--- DOCUMENT PASSAGE ---
[Start]

My computer architecture professor asked us to explain why the arguments are put on stack in reverse order.
What I mean by this is lets say when we want to call a plain function that takes in 2 integers, so we expand our stack by at least 24 bytes so that we make a home section for registers a0 - a3 and so that we make enough space to store the value of ra register and also align the stack so that the sp is on adress that is multiple of 8.
Why is it that register a0 is at sp + 0, register a1 at sp + 4 and so on?
The only thing I thought of is that it is just pure convention , but no reason to ask me the reason behind the reverse order of arguments if it is just pure convention...
If the calling convention passes args in registers, you don't need to store them to the stack at all. In the standard MIPS convention, the caller reserves "home space" (sometimes called "shadow space") before a call, but it's the callee that chooses how to use it.
What you're calling "reverse order" isn't really reversed when you look at them as an array of args. If there are more than 4 args, the caller will have stored the 5th and later on the stack before the call. The callee can dump the register args to the home space to produce a contiguous array with the first (left-most) arg at the lowest address, continuing on into args the caller passed on the stack directly above the home space.
A compiler making a debug build will typically store its args to memory that way. But it can choose to do whatever it wants, especially in an optimized build, and so can hand-written asm. At least for non-variadic functions; functions like printf that need to iterate their args in order typically do just store the register args to the home space, not including the "fixed" args like the first arg being the format string.
If you need to store your args anywhere, the "standard" home-space slots are a good choice.

[End]

--- AVAILABLE RECORDS ---

[Start]

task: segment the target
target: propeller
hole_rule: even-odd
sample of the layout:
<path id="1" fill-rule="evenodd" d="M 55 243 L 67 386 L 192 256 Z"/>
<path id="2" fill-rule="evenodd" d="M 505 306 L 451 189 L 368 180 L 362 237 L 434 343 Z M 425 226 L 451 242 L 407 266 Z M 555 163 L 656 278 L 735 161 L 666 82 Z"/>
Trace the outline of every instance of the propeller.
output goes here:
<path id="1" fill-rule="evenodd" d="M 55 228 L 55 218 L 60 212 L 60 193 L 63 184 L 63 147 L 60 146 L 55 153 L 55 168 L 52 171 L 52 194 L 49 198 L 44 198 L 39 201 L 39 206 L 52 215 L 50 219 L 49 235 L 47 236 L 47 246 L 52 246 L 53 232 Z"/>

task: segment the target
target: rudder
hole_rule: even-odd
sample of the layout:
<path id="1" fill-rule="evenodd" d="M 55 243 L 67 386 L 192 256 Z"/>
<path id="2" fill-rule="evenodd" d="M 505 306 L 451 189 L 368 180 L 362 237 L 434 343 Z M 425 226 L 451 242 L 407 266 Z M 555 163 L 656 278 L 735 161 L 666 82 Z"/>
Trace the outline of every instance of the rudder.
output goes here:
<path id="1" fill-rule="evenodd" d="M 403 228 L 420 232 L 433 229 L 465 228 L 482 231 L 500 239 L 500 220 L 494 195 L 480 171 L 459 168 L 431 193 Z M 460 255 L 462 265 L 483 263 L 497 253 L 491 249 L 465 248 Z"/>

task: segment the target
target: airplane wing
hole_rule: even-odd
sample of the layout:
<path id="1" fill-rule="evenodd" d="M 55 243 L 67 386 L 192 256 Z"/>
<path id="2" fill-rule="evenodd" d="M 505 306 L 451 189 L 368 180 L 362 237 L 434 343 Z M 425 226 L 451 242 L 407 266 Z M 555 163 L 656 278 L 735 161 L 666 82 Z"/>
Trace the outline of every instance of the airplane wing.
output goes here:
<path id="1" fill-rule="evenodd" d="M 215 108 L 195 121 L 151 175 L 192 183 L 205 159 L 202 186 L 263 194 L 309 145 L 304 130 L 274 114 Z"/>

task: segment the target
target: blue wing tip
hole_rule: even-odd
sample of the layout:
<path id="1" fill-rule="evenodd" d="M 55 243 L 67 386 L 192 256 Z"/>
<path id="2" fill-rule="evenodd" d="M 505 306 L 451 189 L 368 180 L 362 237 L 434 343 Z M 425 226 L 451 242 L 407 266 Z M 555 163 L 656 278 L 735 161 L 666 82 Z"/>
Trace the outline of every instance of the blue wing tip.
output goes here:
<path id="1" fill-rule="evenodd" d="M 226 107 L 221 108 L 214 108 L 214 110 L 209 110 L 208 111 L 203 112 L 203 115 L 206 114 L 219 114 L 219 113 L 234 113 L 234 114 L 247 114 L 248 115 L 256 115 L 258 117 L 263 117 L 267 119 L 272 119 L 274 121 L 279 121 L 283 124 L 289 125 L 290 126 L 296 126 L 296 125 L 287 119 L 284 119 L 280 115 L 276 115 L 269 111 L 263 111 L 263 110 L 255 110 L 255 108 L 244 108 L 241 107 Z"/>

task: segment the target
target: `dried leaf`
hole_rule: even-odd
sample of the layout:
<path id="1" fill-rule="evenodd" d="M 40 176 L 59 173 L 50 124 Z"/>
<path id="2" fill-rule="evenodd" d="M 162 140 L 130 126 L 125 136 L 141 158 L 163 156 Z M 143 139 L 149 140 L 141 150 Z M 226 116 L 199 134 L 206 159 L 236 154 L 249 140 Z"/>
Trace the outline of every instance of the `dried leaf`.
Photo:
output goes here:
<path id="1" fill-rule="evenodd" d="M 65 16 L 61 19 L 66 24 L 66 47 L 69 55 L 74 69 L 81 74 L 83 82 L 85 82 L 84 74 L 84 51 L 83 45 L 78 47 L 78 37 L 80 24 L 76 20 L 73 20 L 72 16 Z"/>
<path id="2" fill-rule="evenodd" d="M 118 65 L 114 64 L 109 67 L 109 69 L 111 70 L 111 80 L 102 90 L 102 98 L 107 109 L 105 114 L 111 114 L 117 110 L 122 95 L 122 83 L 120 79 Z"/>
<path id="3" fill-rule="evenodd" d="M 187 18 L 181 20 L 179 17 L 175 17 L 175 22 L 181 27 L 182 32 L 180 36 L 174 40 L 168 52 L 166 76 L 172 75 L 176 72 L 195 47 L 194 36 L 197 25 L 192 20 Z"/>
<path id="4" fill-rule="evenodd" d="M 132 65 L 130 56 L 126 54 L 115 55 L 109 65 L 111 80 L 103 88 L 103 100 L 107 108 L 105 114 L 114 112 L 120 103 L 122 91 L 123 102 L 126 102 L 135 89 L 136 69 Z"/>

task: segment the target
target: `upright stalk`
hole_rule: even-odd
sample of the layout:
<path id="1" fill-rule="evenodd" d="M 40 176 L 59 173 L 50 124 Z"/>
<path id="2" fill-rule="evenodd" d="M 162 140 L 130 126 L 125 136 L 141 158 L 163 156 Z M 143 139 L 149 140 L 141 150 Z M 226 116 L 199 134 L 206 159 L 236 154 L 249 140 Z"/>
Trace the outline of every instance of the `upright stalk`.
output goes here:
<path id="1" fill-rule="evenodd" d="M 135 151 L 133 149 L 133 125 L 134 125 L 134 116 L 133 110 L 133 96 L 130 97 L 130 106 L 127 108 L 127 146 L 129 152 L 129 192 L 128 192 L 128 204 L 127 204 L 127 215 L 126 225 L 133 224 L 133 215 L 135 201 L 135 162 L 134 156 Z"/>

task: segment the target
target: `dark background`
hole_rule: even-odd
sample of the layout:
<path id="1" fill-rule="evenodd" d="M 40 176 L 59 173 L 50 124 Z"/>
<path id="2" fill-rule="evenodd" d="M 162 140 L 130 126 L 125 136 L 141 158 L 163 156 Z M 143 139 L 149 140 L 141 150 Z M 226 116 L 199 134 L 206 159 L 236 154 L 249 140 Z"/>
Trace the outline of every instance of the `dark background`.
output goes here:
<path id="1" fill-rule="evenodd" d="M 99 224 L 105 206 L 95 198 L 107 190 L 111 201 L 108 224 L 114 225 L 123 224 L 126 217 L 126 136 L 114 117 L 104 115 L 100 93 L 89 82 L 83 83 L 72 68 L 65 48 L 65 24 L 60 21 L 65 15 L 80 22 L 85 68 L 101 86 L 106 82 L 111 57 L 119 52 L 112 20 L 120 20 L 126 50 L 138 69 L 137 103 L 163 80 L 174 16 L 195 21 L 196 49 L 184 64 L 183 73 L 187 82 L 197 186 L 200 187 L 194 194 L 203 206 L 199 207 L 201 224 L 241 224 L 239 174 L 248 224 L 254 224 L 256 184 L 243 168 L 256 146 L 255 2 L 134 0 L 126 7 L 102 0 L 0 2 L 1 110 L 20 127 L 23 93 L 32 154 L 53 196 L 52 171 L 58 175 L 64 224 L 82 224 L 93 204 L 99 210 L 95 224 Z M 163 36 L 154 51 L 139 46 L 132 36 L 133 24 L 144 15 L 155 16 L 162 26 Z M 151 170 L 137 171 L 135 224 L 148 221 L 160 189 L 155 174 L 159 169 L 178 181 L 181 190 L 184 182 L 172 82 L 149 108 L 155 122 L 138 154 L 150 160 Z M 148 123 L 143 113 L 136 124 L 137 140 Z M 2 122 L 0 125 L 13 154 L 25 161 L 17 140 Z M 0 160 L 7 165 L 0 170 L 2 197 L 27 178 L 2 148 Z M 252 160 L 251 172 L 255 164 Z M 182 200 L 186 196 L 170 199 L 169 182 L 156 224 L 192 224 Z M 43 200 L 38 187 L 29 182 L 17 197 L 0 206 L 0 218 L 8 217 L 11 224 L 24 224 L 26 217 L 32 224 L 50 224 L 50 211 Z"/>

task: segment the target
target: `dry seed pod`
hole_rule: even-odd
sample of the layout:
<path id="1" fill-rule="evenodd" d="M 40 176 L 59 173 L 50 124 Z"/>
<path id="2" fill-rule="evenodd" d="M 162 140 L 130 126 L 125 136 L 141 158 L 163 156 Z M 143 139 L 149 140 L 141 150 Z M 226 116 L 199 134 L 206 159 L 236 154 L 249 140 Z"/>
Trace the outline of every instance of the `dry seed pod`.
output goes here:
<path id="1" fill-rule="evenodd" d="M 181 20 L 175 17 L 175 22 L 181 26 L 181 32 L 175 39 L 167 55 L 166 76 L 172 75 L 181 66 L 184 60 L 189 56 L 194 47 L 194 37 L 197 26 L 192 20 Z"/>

[End]

--- AIM 1 ---
Reproduce verbatim the stretch of the listing from its first line through the line containing "55 228 L 55", both included.
--- AIM 2 ---
Carry on the forum thread about MIPS argument home space from where it stops.

--- EXERCISE RESPONSE 1 ---
task: segment the target
target: propeller
hole_rule: even-odd
sample of the layout:
<path id="1" fill-rule="evenodd" d="M 55 243 L 67 386 L 192 256 Z"/>
<path id="2" fill-rule="evenodd" d="M 505 306 L 451 189 L 368 180 L 362 237 L 434 343 Z M 425 226 L 451 242 L 407 266 Z M 555 163 L 656 278 L 735 161 L 666 82 Z"/>
Trace the outline of every instance of the propeller.
output goes here:
<path id="1" fill-rule="evenodd" d="M 55 228 L 55 218 L 60 212 L 60 193 L 63 184 L 63 147 L 60 146 L 55 153 L 55 168 L 52 171 L 52 194 L 49 198 L 44 198 L 39 201 L 39 206 L 52 215 L 50 219 L 49 235 L 47 236 L 47 246 L 52 246 L 53 232 Z"/>

--- EXERCISE RESPONSE 2 ---
C calling conventions enumerate args from left to right. So the left-most arg goes in the first arg-passing register, and so on. (Fun fact: Pascal did the opposite. In Pascal conventions, the leftmost arg would be at the highest address. On a machine like x86 with push instructions, a calling convention with no register args could do this by pushing args in left to right order, so the last one would be at the lowest address. The stack grows downward on most machines, including x86 and the standard MIPS calling convention.)
Left-most arg at a consistent place (like $a0) is necessary for variadic functions: ISO C requires printf("hello\n", 1, 2, 3, 4); to safely ignore args1 not referenced by the format string. printf doesn't ever need to know there is a 5th arg (with value 4) that the caller put on the stack in the standard 4-register convention MIPS uses. But it does need to find the format string. (And snprintf or fprintf have more non-variadic args).
Fun fact: MIPS doesn't need "home space" to let functions make a contiguous array of args (useful for variadic functions). jal doesn't modify $sp, so the callee could make space right below the stack args to store the incoming register args. You wouldn't call this "home space" since it's not special in terms of debuggers looking for incoming arg variables in stack frames. And it wouldn't save instructions for tiny leaf functions (that failed to inline for whatever reason), although a red zone (safe area below $sp) would be equally good for that.
This is different in Windows x64 for example, where the call instruction pushes a return address on the stack, so it is important that the caller reserve home space before the call so the callee can make a contiguous array of args, simplifying implementation of variadic functions compared to conventions that don't do that. (Like x86-64 System V.)
The standard MIPS convention does have the caller reserve the home space, and leaves it to the caller to clean it up. We can see that from looking at compiler output:
void bar();
void foo(void)
{ // reserves 32 bytes, home space + room to save/restore the return address
bar();
bar();
return 1; // make this *not* a tail-call
}
int use_home_space(volatile int x, volatile int y)
{
// volatile function args get spilled even with optimization enabled.
++x;
}
Compiled with GCC on Godbolt:
# GCC11.2 -O2 -march=mips3 -fno-delayed-branch
# the default is mips1 which needs a load-delay
foo:
addiu $sp,$sp,-32 # reserve 32 bytes, home space + return address
# padded to keep SP 16-byte aligned?
sw $31,28($sp) # save return address
jal bar
nop
lw $31,28($sp)
addiu $sp,$sp,32
j bar
nop
GCC could have saved its return address into the incoming home space and only allocated 16 bytes in this function, not 32. IDK if that's just a missed optimization, or if there are ABI reasons not to do that.
use_home_space:
sw $4,0($sp) # store x ($a0) at the lowest address
sw $5,4($sp) # store y ($a1) at the 2nd home-space slot
lw $3,0($sp)
addiu $3,$3,1 # ++x
sw $3,0($sp)
jr $31 # return
nop
Footnote 1: The requirement to safely ignore excess args also means callee-pops conventions can't be used for variadic functions.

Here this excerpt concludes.